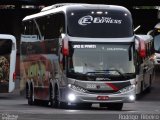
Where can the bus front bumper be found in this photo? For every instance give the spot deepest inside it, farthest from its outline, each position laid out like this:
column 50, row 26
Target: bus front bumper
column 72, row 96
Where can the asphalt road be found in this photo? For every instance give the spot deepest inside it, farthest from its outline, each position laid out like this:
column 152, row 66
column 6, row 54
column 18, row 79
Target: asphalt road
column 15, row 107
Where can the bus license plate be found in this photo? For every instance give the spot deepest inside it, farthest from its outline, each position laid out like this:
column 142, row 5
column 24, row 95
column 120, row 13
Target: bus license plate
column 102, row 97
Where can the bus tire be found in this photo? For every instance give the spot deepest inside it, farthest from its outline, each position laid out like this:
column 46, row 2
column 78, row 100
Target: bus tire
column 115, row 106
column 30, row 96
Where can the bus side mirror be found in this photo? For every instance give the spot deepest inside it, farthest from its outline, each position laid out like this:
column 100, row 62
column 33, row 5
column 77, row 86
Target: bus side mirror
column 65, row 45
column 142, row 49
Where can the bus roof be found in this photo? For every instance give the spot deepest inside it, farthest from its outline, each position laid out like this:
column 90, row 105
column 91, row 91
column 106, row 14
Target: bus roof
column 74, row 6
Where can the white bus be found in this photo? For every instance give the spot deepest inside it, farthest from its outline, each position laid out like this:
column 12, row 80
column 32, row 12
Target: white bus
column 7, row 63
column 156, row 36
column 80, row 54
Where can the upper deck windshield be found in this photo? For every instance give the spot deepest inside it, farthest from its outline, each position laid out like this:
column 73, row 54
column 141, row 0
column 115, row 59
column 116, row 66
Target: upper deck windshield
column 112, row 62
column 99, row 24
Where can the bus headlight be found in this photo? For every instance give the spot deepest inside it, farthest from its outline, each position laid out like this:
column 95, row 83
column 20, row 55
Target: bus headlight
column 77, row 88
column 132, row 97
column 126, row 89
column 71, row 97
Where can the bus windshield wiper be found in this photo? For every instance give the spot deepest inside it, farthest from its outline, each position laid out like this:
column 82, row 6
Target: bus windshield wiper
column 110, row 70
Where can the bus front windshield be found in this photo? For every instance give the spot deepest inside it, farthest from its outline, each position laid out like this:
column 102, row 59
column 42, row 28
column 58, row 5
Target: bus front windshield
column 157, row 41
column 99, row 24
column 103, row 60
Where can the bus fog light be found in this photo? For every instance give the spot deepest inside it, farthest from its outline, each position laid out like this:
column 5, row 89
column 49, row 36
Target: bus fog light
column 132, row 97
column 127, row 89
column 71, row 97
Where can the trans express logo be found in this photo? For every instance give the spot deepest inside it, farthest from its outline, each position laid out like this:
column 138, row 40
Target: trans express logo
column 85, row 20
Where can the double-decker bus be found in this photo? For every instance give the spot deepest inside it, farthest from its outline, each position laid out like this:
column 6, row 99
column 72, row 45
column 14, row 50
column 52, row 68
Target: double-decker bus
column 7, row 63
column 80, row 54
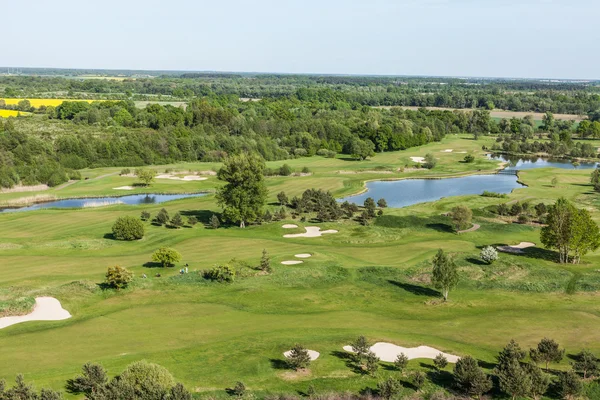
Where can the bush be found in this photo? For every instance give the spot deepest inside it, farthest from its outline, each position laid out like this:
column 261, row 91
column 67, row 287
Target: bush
★ ★ ★ ★ ★
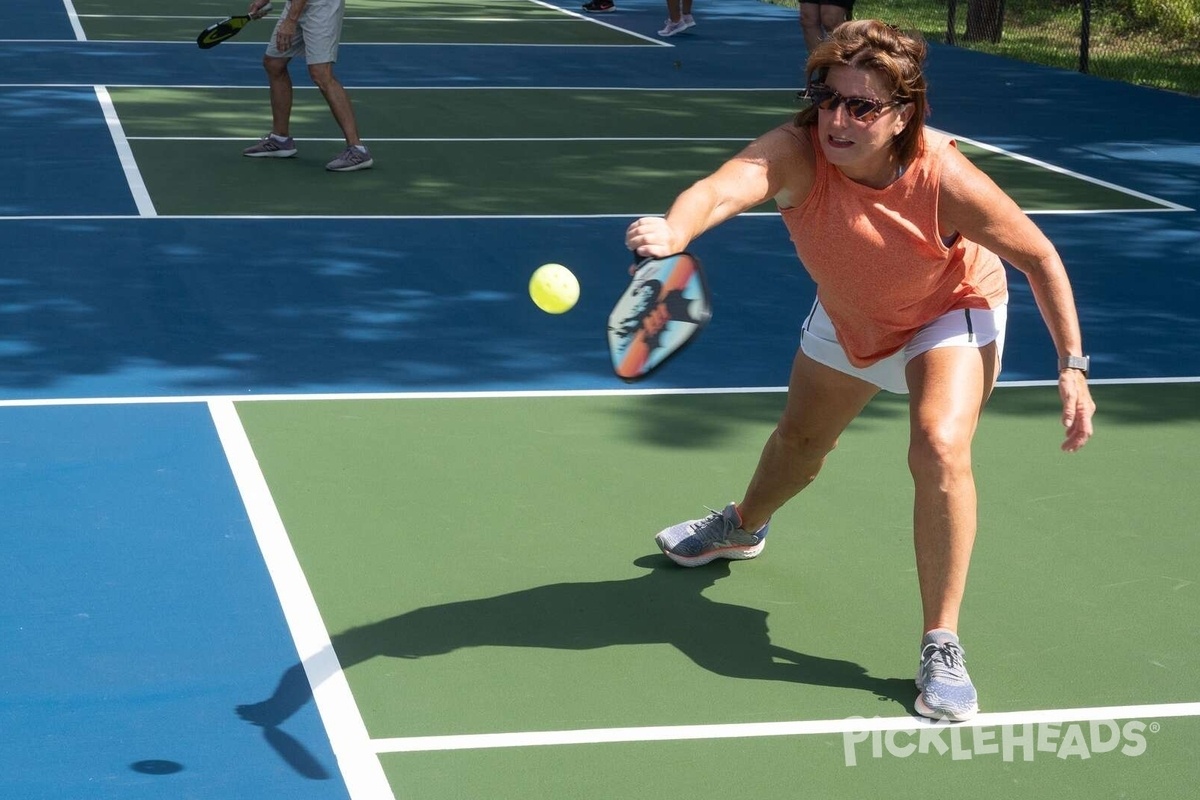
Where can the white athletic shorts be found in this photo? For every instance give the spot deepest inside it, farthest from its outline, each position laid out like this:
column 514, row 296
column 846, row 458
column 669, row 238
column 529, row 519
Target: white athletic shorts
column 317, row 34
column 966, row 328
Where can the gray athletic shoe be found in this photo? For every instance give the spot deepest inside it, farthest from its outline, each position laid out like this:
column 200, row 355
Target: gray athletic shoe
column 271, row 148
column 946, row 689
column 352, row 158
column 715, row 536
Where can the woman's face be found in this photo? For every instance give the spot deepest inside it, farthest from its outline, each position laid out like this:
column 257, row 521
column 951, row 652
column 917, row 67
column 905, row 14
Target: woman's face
★ ★ ★ ★ ★
WHAT YOU SHOULD DO — If a line of the entries holds the word "face", copy it out.

SOLUTION TO THE EXERCISE —
Where can the woman's face be found in this photo? For every instance give the spot deepest inside it, farthest from its outline, each position laid out like this:
Target: woman's face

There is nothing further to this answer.